Point annotation dataset entries:
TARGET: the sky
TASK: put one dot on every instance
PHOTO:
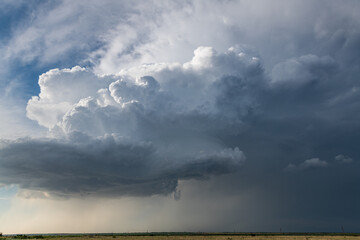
(135, 116)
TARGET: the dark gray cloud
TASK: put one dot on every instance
(290, 102)
(84, 166)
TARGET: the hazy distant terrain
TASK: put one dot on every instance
(194, 236)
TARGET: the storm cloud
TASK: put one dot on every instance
(252, 103)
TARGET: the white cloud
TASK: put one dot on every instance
(135, 134)
(343, 159)
(309, 163)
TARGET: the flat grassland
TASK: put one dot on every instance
(185, 236)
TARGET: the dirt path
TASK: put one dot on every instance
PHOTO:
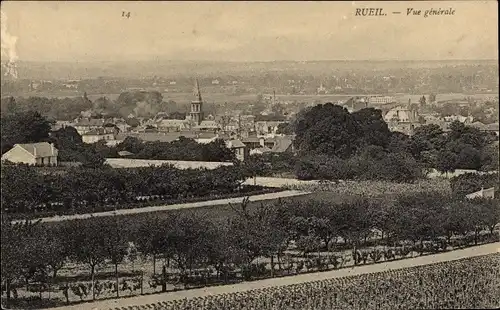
(245, 286)
(283, 194)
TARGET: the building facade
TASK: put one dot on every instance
(196, 113)
(43, 154)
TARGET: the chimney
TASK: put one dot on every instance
(261, 141)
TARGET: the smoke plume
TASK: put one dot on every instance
(9, 55)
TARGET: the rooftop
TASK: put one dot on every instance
(41, 149)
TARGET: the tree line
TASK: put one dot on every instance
(335, 144)
(31, 190)
(225, 248)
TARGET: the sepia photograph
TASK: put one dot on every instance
(249, 155)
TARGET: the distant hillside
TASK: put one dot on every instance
(166, 68)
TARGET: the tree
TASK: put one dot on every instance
(373, 127)
(432, 98)
(254, 166)
(23, 127)
(115, 245)
(446, 161)
(17, 242)
(422, 102)
(89, 245)
(328, 129)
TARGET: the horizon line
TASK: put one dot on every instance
(250, 61)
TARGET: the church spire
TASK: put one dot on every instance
(197, 92)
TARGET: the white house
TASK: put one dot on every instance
(483, 193)
(239, 149)
(96, 135)
(41, 153)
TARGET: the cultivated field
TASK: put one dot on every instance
(472, 271)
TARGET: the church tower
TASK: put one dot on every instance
(197, 105)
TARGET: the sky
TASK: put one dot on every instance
(246, 31)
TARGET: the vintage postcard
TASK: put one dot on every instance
(266, 155)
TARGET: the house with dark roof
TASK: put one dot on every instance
(238, 148)
(99, 134)
(41, 153)
(283, 145)
(88, 124)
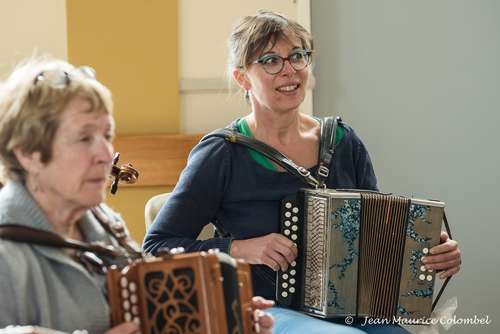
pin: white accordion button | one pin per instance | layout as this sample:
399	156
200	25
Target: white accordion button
123	282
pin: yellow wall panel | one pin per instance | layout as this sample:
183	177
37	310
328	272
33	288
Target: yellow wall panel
132	44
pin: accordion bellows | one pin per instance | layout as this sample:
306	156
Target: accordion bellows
193	293
359	254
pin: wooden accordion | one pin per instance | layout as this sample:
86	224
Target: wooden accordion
359	254
202	293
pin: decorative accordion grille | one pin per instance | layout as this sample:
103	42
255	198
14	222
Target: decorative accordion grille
315	252
172	302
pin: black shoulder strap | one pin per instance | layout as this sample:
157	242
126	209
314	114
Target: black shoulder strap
26	234
232	136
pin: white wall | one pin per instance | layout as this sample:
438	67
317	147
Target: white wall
204	26
420	82
31	27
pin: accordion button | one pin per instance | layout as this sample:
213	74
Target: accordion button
123	282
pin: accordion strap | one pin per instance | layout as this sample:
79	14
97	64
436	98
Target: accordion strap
31	235
327	148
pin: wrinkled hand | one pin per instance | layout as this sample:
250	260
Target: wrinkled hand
263	321
125	328
445	257
273	250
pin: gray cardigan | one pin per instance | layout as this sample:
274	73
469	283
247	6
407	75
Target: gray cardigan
41	285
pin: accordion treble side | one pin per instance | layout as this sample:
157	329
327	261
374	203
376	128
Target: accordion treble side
204	292
359	254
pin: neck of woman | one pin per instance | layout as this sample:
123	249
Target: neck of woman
282	128
62	215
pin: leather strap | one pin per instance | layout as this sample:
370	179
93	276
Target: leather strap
26	234
271	153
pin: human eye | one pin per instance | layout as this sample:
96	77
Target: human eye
270	60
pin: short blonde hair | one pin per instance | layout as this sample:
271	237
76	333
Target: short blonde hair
30	108
252	34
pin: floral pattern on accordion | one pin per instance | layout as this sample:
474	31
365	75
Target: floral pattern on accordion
172	301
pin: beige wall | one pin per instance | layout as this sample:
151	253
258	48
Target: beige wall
205	100
29	27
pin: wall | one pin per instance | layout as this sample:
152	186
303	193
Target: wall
420	81
29	27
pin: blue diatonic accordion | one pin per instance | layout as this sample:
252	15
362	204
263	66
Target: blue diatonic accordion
359	254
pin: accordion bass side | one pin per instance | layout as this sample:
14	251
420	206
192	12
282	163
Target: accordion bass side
359	254
202	293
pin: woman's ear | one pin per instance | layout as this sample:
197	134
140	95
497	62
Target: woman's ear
31	162
241	79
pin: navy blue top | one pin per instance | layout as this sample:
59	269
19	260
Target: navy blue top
224	185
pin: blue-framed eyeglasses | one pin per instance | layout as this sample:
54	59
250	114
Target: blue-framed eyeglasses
273	64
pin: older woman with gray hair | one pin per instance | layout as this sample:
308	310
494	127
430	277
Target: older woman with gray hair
55	147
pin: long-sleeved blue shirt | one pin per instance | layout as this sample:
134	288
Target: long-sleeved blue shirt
224	185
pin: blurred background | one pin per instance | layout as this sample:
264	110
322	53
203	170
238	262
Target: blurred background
418	80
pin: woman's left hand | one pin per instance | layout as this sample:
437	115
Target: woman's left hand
263	320
445	257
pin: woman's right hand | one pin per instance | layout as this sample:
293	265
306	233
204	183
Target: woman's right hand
274	250
125	328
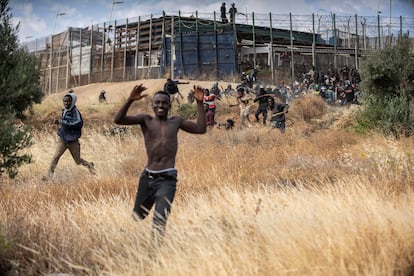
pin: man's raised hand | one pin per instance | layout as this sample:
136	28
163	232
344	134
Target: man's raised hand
136	93
198	93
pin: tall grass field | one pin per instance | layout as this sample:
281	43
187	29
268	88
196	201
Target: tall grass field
316	200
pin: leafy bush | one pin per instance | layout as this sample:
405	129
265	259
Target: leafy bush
388	90
20	89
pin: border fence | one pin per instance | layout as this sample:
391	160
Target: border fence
200	46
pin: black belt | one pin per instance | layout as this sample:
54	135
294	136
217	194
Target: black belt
160	174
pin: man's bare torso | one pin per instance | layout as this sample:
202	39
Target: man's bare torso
161	141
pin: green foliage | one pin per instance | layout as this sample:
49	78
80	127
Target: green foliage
188	111
13	140
19	80
388	90
19	90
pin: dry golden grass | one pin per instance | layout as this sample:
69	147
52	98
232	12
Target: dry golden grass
318	200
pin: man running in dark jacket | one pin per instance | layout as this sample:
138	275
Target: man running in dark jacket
70	131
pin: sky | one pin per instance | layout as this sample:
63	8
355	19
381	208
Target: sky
41	18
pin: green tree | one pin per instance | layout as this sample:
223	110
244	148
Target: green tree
388	89
19	90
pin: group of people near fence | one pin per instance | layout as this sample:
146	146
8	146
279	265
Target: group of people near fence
336	85
232	13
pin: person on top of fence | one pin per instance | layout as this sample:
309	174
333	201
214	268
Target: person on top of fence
223	11
232	12
157	182
171	87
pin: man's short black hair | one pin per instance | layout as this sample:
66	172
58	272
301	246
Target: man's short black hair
162	93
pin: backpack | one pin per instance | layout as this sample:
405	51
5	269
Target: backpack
171	87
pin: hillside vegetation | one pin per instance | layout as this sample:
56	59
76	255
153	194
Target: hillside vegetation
316	200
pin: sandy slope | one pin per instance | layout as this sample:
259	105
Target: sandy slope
118	91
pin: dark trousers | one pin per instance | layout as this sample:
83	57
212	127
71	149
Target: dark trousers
74	149
261	110
158	189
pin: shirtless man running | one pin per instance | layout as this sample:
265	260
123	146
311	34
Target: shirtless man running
157	182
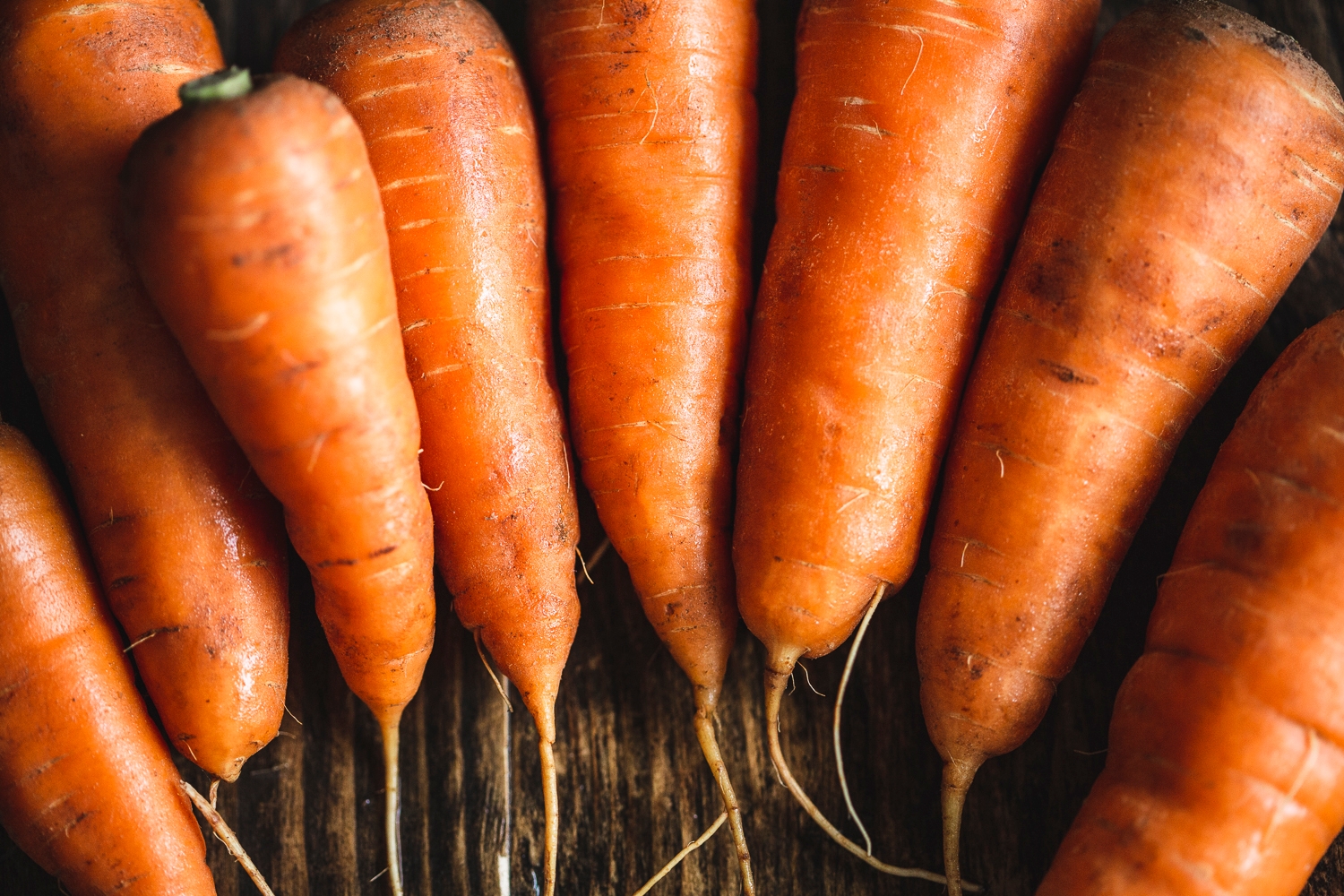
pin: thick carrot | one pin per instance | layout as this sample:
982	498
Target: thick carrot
1226	764
1196	169
257	228
650	132
88	788
908	166
187	543
449	129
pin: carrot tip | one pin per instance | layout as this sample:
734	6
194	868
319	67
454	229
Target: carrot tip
773	696
392	818
228	83
835	729
226	836
676	860
731	809
956	782
550	798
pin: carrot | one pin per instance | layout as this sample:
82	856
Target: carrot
88	788
1195	172
257	228
444	109
652	152
908	164
1226	763
188	547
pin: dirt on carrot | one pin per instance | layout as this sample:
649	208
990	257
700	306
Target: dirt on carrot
257	228
650	134
444	109
908	166
88	788
1226	763
1195	172
187	543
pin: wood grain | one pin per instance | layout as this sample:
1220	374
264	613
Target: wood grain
633	786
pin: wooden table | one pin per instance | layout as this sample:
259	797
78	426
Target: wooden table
633	786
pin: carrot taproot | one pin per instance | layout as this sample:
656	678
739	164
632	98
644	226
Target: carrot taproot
1226	763
88	788
187	544
257	228
650	136
1195	172
908	166
440	99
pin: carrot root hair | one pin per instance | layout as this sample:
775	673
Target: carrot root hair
835	728
392	817
956	782
226	836
774	684
551	805
733	810
690	848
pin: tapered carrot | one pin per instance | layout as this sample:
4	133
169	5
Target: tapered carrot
908	166
1195	172
187	543
257	228
444	109
86	785
650	132
1226	764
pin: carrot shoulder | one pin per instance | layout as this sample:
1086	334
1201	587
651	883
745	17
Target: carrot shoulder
1195	172
906	171
257	228
1226	764
444	110
88	788
650	134
187	543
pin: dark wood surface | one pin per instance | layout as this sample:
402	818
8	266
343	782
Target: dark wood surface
633	786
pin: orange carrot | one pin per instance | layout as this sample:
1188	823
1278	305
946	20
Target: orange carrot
444	109
1196	169
908	164
88	788
1226	764
257	228
187	544
652	148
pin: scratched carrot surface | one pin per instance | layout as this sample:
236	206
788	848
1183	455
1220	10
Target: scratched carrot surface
1198	167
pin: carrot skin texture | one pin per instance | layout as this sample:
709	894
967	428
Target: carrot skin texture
1193	175
257	228
188	546
440	99
906	169
652	160
88	788
1226	763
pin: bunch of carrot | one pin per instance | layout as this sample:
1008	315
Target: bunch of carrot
346	271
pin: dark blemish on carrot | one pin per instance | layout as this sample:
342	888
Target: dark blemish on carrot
341	562
1067	374
1276	40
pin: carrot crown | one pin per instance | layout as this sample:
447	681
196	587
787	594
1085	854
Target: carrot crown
226	83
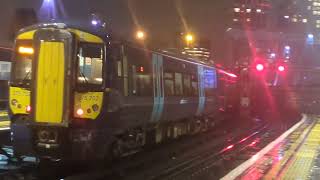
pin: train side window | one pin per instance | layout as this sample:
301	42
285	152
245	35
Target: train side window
141	81
194	85
90	57
178	86
210	82
168	84
187	84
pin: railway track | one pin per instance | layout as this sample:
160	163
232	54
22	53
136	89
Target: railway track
206	160
170	164
192	157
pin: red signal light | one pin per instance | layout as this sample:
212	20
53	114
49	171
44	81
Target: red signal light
281	68
259	67
141	69
28	109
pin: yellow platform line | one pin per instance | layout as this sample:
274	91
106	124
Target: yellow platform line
278	166
301	163
244	166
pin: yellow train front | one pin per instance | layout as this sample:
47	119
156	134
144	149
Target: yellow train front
47	93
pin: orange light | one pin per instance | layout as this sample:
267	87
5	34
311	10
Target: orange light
281	68
80	112
140	35
25	50
28	109
259	67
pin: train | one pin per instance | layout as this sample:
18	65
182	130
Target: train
78	94
5	68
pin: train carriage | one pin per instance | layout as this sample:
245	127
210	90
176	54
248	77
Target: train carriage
80	95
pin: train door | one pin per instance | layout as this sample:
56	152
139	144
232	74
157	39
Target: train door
202	97
158	89
51	85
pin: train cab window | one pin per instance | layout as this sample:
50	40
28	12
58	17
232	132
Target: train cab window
168	84
178	86
90	57
187	84
23	64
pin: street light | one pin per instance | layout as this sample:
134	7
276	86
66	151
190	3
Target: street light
189	39
140	35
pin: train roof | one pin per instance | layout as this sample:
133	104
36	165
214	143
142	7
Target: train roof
105	36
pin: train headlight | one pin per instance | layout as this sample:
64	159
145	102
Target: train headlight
14	102
95	107
43	135
80	112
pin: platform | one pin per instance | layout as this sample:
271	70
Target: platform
4	120
293	155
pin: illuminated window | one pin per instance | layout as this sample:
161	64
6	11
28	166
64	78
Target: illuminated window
178	86
90	57
168	84
187	84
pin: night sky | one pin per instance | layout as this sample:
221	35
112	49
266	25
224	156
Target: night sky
161	18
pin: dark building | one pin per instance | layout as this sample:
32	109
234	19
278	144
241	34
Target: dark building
251	14
300	16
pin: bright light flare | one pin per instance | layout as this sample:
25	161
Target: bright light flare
94	22
189	38
281	68
259	67
25	50
140	35
230	147
228	74
28	108
80	112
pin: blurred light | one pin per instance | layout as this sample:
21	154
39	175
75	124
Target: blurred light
140	35
230	147
80	112
189	38
25	50
28	109
287	48
141	69
228	74
94	22
281	68
259	67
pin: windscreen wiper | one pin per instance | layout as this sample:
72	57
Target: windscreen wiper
84	77
25	77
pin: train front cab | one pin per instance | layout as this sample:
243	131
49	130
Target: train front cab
47	94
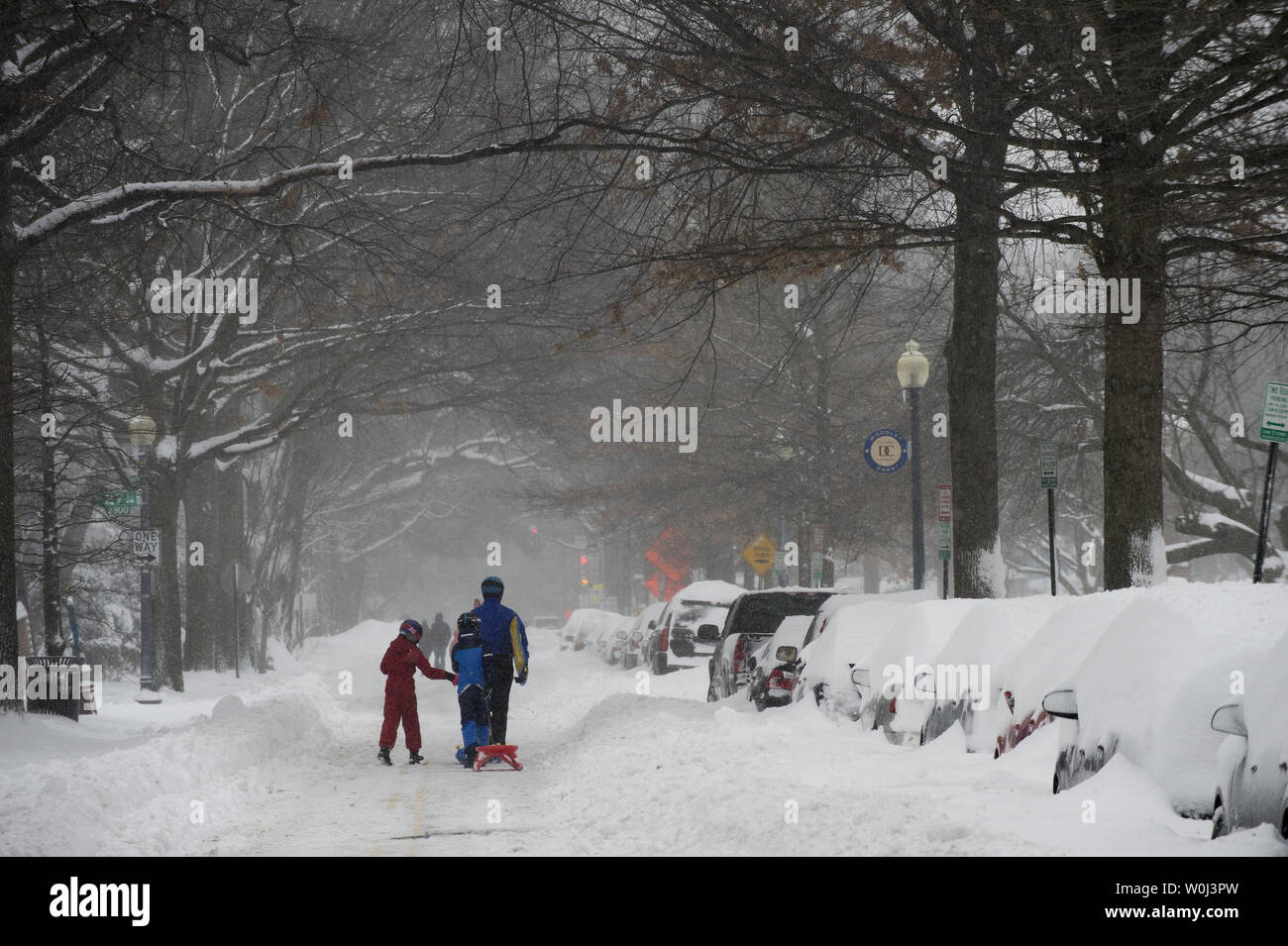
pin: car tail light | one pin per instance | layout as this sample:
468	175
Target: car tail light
778	680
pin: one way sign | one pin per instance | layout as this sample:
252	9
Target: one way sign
147	546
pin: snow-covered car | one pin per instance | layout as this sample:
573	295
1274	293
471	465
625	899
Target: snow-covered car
754	618
1147	686
773	667
609	643
695	605
835	665
585	624
639	628
1252	762
677	627
1041	666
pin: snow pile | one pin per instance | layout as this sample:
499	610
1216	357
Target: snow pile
712	591
156	794
1160	668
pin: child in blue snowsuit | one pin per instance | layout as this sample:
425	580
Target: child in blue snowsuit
471	693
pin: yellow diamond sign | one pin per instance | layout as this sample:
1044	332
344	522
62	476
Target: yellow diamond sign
760	555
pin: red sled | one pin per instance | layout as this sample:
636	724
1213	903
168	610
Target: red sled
497	752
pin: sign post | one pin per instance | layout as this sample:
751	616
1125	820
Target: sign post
945	530
1274	430
1047	461
760	555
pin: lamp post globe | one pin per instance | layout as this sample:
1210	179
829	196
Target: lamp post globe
143	433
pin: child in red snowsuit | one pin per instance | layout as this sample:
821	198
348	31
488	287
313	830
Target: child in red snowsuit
399	665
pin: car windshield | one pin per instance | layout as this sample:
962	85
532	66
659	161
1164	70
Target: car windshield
761	614
695	614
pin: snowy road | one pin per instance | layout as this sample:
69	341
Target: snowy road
606	771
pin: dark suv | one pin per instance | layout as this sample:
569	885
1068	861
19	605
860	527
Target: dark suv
752	619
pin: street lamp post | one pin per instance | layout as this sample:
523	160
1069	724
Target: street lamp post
785	455
913	372
143	431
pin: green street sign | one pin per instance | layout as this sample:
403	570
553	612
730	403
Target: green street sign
1046	460
1274	413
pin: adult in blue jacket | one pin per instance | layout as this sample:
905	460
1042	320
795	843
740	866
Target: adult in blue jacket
505	653
471	687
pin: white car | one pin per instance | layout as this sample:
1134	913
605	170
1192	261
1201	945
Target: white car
1252	762
773	667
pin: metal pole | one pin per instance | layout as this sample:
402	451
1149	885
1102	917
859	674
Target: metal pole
918	542
1051	533
236	624
1267	493
147	654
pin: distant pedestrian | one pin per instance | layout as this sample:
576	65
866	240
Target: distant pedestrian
471	687
437	639
505	654
399	665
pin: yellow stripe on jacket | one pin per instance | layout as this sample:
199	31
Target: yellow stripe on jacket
519	663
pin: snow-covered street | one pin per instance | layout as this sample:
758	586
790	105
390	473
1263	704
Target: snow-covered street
286	766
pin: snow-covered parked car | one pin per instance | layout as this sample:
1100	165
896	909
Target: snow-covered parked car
587	623
677	627
1042	666
773	667
833	662
1252	762
1146	688
695	605
754	618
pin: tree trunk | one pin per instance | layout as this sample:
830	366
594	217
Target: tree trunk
204	605
230	546
51	585
971	354
166	610
8	264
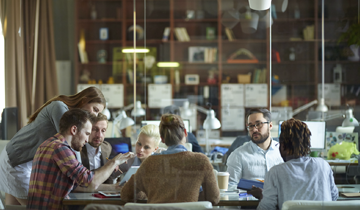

TO BE DONE:
Which lines of the entries contain the string "beige"? Report each such line in full, and treat case as significant.

COMPLETED EXERCISE:
pin: beige wall | one pin per instance | layout as this sample:
Target: beige wall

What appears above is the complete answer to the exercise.